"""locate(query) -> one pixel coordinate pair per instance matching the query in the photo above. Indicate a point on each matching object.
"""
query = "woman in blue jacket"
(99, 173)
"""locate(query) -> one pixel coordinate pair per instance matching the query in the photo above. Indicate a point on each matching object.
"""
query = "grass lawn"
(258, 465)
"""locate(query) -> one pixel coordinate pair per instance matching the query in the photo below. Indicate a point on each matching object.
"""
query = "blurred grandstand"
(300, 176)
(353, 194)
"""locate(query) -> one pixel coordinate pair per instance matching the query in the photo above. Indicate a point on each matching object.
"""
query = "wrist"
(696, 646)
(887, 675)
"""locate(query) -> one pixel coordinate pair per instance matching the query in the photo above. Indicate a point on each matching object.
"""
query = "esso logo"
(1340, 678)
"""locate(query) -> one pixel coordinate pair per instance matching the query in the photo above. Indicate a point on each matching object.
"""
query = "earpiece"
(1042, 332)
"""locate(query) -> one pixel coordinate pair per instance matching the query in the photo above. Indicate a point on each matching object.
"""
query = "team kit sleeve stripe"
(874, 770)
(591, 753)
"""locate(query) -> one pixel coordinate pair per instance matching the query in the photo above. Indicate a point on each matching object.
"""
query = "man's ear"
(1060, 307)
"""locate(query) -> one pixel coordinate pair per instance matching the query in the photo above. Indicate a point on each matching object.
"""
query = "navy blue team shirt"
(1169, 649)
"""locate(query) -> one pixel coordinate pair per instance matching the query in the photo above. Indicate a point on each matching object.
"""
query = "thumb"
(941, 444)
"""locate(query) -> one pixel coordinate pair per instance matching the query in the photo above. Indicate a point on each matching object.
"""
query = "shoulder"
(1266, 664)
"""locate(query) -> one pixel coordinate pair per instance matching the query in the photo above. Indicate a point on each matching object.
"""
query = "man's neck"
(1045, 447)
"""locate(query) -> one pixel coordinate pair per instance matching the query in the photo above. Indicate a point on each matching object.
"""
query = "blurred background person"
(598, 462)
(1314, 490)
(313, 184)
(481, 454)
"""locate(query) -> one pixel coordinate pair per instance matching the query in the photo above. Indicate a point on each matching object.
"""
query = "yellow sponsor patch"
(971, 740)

Task brief →
Reproduce each record exactly as it appears.

Task response →
"""locate(query) -> one pixel coordinate pair per instance matching the query in the photo above. Indicate a point on each matching object.
"""
query = "woman in blue jacket"
(99, 173)
"""locate(query) -> one pixel coordinate pair per instance matching the query in the photo above. Indicate a point on each matching object.
"""
query = "grass lawn"
(258, 465)
"""locate(query) -> one pixel coordinate pair per instance matching the query in the photo below. Indicate a point on each matching object.
"""
query = "blurred grandstand"
(300, 176)
(353, 194)
"""locate(query) -> one pixel coordinate pair per instance matching the query in the photo above. Indicate a point on each matching object.
"""
query = "wrist"
(696, 646)
(887, 675)
"""locate(query) -> one pixel coordinate pair per instance matching the query in the photo above. Indicate a point on each matching object.
"""
query = "esso logo"
(1340, 678)
"""locate(query) -> one pixel coordinate pair per instance matching the query in the photo above. Indicate a point on each matching object.
"""
query = "earpiece"
(1042, 332)
"""locate(query) -> one pixel coordinate pair per instance matching the query in the photo above. Indicate a point on each matching object.
"""
query = "team kit sleeve stripe"
(874, 770)
(591, 753)
"""locate(query) -> one pixel coordinate pair per instance matching the query in the photo above. Indicate a point on each matching object.
"""
query = "man's ear"
(1060, 307)
"""locate(query) -> one pixel coordinate pair per instance matching the query in the photo above. Indicate a point on each matching object.
"""
query = "navy blue team shirt"
(1169, 649)
"""locate(query) -> one pixel coordinate pair per instance matching the query in the photo above. Indicate a point on each matching object.
"""
query = "thumb"
(941, 444)
"""locate(query) -> one pixel coordinate pair per instance matching the query in the photo above. Indicate a point on each matching object.
"""
query = "shoulder"
(1266, 664)
"""locate(query) -> one pixel coordinate pair per instance matching the query in the photo above. Indicate a point on each matching object.
"""
query = "man's neck"
(1045, 447)
"""locate(query) -> one pixel coordinate pair per instance matching the query in the photo above. Indicate a point on each matching object.
"""
query = "blurred background person"
(598, 462)
(1314, 490)
(313, 184)
(481, 454)
"""locate(query) -> one pixel coordinate pair per instance matching the query in the photo above. Indicate a point on each matching object.
"""
query = "yellow sponsor patch"
(971, 740)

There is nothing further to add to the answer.